[INSTRUCTIONS FOR THE TASK] The records that follow are to be repeated exactly, in full.

···

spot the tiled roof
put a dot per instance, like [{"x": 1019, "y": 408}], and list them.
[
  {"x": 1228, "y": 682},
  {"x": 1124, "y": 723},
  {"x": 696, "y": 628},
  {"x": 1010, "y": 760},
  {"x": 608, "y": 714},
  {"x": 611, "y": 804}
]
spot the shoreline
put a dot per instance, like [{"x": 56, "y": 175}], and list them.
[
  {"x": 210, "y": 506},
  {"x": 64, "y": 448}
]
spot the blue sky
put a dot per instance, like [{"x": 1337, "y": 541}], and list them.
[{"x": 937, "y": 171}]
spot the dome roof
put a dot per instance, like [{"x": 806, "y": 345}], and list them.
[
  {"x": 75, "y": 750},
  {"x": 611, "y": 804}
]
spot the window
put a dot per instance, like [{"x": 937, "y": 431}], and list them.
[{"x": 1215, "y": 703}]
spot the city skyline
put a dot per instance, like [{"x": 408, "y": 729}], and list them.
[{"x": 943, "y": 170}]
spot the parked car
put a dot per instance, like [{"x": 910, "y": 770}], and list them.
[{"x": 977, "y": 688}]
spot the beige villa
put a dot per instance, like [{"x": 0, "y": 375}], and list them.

···

[WRITTEN RESPONSE]
spot the tiled roof
put a dot per instance, like [{"x": 1019, "y": 408}], and list them.
[
  {"x": 1228, "y": 682},
  {"x": 1124, "y": 723},
  {"x": 696, "y": 628},
  {"x": 1010, "y": 760},
  {"x": 608, "y": 714},
  {"x": 611, "y": 804}
]
spot the shoreline
put a dot per instance, like [{"x": 56, "y": 175}], and list them.
[
  {"x": 210, "y": 506},
  {"x": 64, "y": 448}
]
spot the blue sky
put a dot per instance, like [{"x": 1337, "y": 541}], and list them.
[{"x": 937, "y": 171}]
spot the dome roof
put a dot per instance, like [{"x": 806, "y": 345}], and list them.
[
  {"x": 75, "y": 750},
  {"x": 611, "y": 804}
]
spot the window
put a dot per instance, like [{"x": 937, "y": 431}], and list them.
[{"x": 1215, "y": 703}]
spot the city skyline
put a dot per instance, like [{"x": 408, "y": 729}], and list them.
[{"x": 943, "y": 170}]
spot the parked car
put a dot per instance, like [{"x": 910, "y": 770}], and list them.
[{"x": 977, "y": 688}]
spot the beige villa
put a dot per instance, like [{"x": 0, "y": 375}], and list them.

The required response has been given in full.